Write out the listing below in full and exactly, leaving out every picture.

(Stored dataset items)
┌──

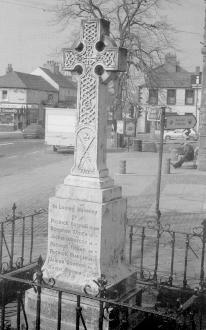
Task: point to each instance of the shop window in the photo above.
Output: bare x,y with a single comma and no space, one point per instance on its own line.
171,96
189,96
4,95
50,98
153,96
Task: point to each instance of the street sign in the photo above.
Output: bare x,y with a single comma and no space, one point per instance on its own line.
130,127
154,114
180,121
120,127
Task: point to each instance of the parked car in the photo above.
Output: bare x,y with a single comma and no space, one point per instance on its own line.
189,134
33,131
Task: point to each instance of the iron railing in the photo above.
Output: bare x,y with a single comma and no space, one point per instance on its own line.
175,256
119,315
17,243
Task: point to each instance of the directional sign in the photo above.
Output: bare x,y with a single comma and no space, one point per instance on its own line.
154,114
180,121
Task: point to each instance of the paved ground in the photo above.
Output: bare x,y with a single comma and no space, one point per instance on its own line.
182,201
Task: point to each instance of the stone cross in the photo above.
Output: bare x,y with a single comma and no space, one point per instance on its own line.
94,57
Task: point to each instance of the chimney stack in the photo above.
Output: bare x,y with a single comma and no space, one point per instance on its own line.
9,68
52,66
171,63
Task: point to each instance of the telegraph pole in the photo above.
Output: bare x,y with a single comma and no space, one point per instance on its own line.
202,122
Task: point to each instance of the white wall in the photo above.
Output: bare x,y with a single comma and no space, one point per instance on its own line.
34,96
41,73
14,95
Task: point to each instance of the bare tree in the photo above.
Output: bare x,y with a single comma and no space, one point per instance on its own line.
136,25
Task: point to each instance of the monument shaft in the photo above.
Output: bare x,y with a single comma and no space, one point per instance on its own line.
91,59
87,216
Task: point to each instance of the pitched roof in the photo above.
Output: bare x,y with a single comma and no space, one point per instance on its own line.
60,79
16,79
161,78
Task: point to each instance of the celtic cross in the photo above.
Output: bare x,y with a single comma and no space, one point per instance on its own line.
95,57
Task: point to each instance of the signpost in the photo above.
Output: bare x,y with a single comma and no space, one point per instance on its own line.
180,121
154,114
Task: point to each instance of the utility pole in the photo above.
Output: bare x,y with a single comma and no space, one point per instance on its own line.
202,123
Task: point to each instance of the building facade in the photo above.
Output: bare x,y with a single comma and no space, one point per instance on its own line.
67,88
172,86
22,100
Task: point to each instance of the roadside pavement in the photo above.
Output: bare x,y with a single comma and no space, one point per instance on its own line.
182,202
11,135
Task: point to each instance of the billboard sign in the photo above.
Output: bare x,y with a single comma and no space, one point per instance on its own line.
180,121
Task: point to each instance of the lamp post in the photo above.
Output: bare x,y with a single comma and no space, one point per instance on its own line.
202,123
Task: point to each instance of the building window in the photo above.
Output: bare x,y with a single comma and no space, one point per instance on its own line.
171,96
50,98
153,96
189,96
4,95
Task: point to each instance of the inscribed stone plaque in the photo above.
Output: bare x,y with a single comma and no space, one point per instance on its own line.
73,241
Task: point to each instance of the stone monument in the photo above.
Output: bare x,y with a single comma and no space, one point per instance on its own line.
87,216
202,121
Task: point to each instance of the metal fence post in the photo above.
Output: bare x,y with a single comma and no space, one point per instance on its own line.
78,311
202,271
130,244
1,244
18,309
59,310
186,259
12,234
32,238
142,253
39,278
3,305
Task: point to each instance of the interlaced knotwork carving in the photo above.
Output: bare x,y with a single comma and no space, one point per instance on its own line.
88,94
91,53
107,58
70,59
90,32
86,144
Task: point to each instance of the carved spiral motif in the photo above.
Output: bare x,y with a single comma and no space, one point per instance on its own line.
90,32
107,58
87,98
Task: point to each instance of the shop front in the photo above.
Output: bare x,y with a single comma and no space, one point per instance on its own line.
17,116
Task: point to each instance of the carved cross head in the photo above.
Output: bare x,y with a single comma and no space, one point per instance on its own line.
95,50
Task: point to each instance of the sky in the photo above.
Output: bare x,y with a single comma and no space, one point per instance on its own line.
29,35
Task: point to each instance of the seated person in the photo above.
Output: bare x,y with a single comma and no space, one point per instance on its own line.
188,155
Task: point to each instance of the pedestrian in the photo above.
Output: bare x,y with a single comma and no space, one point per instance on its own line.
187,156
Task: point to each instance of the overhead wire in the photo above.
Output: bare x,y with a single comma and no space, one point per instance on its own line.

└──

* EXPECTED ANSWER
Task: point to each instance of the shop window in the photo above.
Output: bare x,y with a single comma and no space, one point per instance on its own line.
171,96
189,96
4,95
50,98
153,96
Task: point to each instance of the street sign in the photo above.
Output: bare x,y with a single comma and no space, one point per instance on its own line.
130,127
154,114
180,121
120,127
Task: point to each instance of the parked car in the photo above.
Output: bare x,y with a single comma and no space, one point per instance on its own line.
189,134
33,131
Task: point to each instance of the iron railing in the photo above.
Output: bare x,y with a single comma and no space, one point per instance on its own line.
175,256
119,315
17,243
Task: point to each instance of the directional sign in the photo above.
Output: bare x,y with a single comma and no space, one point per instance on its own line.
154,114
180,121
Task: point to each instance of the paved ground in the photo above.
Output: bare x,y with a single comma and no space, one point per instance on its own line.
182,201
Task: point to each instance of the stone cross in the photo above.
Output: bare x,y with a single comma and no space, one point per instance on its own line.
94,57
Task: point to each instance of the chimney stack in the photo above.
Output: bare x,y with a single comma and no space, one point per instance on its own line.
9,68
52,66
171,63
Task: point to each instance of the telegraph pole in the photo above.
Output: bare x,y with a single comma and no space, one point per instance on its own line.
202,122
Task: point to each instance of the white wall in the photo above.
Output: bare x,y with a single comma and no space, one point per instance on its own line.
34,96
41,73
14,95
Task: point to each instance of the bare tree in the photo above.
Output: bare x,y with a single comma and no space, one point per instance on its own line.
136,25
Task: point to each instance of the monument shaft in the photo above.
Output: bare x,y with a single comma and no space, one point per instance on its own line.
91,59
87,216
Task: point to each instance of the pitched roof in the photo above.
Output: bare x,y with a single comma and no space, one point per instance on its own line.
60,79
16,79
161,78
Task: point to each instance of the celtic cross in the photo above.
Output: bare x,y with a single comma and no space, one point per instance on its own line.
95,57
Task: point to each instance of the signpost in the photo above.
Output: bare x,y with a single comma and no space, one point per instance on its own line.
180,121
154,114
Task: point to each instance of the utility pole in the photo above.
Output: bare x,y with a single comma and no space, one point per instance on its own line.
202,123
Task: point to each instance of the building facade in the photo above.
Output: bare x,y with a single comma and no space, one point per instance on its own line.
67,88
172,86
22,100
Task: point to each instance of the roadside pavement in the photo above.
Output: bare x,y with a single comma and no space, one point per instance on its own line.
182,202
11,135
Task: point to each instance of the billboard sign in the photo above.
Output: bare x,y with a single comma and no space, one point per instance on its own line.
180,121
Task: point to each instance of the lamp post in the photo above.
Output: bare x,y with a single comma and no space, one point per instance on its own line.
202,123
Task: point to each instance of the building window in the photo above.
Output: bare x,y with a single comma and no space, one point per instance on its own line.
171,96
50,98
153,96
189,96
4,95
Task: point to each instance of the inscribed stone plaque in the photo above.
Output: bare x,y with a single comma and no space, one point per instance on its own line.
73,241
Task: point to each instance of the stone monument in the photo above.
Output: bare x,y with a single comma and no space, one point per instance on its own line.
87,216
202,121
Task: point to each instance of the metal fence post in the photo above.
Output: bare x,y with a single comma and no space, one point per instance on its own line.
78,311
202,271
130,244
1,244
18,309
59,310
186,259
12,234
32,238
142,253
39,278
3,305
Task: point to each instance of the interlaced knotwork carving in the photo above.
Output: bare x,y with a single comma and no space, one point per instance on its own line.
88,94
91,53
107,58
70,59
90,32
86,144
Task: point to each instance of the carved spiral motif in the photo above.
Output: bare x,y with a single comma and no space, one point per instance on its own line.
90,32
107,58
87,98
Task: point to each instance of the shop front in the photo above.
Output: bare x,y with a single comma and no space, one point per instance on its own line.
17,116
Task: point to each instance of the carved cross head in the photo above.
Output: bare x,y with a single comma and no space, one point per instance on its own line.
95,50
Task: point to each instance of the sky in the photo above.
Output: bare x,y with a single comma and no space, one point per instance on its own line.
29,35
Task: point to each instance of the seated person in the photo above.
Output: bare x,y with a single comma and no space, one point per instance on its own line.
188,155
Task: point to each instance of the pedestrian in the photo above.
Output: bare x,y with a single comma and no space, one point per instance on its own line.
187,156
Task: point to each instance of the overhead wire in the photo above.
Output: bare x,y with a single comma and no space, one point per instance on its own line.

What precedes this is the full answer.